DATA FOR ANALYSIS:
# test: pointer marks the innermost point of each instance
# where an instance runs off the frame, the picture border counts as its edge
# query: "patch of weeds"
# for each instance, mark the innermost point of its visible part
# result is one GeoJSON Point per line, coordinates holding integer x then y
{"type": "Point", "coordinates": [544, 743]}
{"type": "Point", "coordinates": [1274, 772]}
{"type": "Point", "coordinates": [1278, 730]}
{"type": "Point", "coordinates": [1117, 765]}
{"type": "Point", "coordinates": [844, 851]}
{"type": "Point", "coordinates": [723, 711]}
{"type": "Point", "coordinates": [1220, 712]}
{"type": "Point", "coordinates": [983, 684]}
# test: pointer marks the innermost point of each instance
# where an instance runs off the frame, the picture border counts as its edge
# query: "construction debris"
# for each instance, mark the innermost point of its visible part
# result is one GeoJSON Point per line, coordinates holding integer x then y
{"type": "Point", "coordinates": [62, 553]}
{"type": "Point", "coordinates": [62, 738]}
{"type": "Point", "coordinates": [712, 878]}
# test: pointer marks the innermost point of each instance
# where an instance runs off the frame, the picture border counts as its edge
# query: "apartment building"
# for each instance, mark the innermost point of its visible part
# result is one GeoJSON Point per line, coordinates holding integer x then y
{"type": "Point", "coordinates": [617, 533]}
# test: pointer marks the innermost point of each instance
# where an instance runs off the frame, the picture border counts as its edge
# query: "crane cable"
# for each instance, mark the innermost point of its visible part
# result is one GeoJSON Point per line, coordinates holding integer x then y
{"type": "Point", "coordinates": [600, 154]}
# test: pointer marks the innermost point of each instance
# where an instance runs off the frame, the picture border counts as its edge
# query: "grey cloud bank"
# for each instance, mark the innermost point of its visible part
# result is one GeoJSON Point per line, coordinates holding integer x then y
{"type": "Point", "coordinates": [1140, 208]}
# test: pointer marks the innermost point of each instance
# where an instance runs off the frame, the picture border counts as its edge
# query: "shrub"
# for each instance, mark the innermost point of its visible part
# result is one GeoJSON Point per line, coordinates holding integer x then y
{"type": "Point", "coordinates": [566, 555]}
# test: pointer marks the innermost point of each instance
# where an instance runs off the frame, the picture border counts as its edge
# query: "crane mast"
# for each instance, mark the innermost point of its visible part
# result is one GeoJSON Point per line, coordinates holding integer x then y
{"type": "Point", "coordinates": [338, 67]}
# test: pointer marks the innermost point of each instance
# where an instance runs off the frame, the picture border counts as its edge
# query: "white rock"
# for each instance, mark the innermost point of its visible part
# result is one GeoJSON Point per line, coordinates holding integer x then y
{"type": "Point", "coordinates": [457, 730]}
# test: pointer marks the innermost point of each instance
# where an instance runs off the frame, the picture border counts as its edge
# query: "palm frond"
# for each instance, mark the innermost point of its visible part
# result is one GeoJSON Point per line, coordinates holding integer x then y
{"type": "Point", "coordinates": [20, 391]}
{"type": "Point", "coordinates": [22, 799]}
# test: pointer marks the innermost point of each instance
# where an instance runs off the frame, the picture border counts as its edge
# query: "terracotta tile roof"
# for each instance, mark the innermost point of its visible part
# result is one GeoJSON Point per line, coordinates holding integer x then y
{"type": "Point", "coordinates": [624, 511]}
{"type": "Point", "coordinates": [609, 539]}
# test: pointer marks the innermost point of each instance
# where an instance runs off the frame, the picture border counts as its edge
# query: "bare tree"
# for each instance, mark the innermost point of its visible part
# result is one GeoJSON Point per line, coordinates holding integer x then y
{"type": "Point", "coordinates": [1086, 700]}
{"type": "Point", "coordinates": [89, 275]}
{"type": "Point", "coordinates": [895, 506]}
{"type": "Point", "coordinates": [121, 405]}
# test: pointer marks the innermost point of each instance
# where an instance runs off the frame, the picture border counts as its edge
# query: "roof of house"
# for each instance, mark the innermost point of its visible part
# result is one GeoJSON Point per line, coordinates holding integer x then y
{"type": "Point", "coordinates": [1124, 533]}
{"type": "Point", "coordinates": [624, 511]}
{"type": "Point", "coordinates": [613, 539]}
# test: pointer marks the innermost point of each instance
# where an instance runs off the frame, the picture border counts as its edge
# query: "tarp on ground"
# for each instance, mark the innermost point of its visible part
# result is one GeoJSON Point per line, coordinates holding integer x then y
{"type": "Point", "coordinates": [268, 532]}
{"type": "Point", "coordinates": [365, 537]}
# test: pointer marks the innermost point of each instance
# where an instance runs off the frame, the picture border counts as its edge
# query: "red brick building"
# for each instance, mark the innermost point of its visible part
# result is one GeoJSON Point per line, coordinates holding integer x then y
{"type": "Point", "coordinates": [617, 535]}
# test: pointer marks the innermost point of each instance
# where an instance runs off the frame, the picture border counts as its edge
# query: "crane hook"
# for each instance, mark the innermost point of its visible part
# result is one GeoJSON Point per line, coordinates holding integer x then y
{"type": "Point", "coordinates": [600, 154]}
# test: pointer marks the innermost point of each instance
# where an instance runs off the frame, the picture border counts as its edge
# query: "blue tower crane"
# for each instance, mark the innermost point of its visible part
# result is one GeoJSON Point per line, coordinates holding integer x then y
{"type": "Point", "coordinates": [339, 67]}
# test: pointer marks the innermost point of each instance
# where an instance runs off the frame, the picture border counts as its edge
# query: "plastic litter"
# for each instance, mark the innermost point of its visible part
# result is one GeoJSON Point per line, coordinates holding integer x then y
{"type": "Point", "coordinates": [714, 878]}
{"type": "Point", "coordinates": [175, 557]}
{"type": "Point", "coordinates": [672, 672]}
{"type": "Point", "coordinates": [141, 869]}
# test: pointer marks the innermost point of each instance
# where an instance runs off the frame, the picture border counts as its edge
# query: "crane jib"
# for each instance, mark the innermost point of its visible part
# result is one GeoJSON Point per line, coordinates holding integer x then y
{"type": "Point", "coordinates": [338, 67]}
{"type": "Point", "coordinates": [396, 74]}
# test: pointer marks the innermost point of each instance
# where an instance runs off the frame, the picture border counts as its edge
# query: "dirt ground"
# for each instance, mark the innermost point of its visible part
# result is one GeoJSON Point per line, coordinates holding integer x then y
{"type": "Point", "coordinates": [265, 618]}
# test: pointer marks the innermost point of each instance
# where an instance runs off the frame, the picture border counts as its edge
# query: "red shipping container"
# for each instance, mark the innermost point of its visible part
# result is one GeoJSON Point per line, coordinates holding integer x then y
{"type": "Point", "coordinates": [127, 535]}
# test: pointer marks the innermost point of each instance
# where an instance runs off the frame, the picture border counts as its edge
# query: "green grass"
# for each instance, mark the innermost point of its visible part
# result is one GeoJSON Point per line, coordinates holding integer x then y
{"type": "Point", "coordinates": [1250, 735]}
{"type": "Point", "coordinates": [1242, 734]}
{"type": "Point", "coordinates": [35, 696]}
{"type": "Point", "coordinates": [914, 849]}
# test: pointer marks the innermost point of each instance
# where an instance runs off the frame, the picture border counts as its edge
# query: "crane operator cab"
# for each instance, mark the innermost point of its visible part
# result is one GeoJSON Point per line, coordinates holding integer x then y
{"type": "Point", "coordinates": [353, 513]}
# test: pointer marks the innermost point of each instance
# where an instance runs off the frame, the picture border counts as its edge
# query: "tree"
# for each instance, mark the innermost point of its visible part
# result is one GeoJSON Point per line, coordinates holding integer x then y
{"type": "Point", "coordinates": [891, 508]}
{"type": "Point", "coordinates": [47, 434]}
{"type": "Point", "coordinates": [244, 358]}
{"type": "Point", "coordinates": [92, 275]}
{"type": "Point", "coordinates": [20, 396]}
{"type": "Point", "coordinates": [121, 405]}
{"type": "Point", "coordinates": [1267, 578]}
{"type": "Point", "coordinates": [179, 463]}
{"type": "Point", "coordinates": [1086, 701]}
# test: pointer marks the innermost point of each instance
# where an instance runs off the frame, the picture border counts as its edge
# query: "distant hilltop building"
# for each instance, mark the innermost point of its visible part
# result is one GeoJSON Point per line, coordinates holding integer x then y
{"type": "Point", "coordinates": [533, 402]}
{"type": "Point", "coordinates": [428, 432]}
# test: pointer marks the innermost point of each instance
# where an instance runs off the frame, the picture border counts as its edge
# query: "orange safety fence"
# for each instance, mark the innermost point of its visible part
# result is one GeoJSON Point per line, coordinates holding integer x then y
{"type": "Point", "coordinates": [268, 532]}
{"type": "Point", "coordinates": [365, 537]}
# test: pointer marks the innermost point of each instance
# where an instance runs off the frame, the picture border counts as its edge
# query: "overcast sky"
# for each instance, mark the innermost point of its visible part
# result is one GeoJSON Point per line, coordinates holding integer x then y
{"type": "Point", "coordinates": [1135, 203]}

GOAL OF THE EXERCISE: Pull every line containing "building" out of the data above.

TASK RESULT:
# query: "apartment building"
# query: "red brick building"
# query: "distant hilltop building"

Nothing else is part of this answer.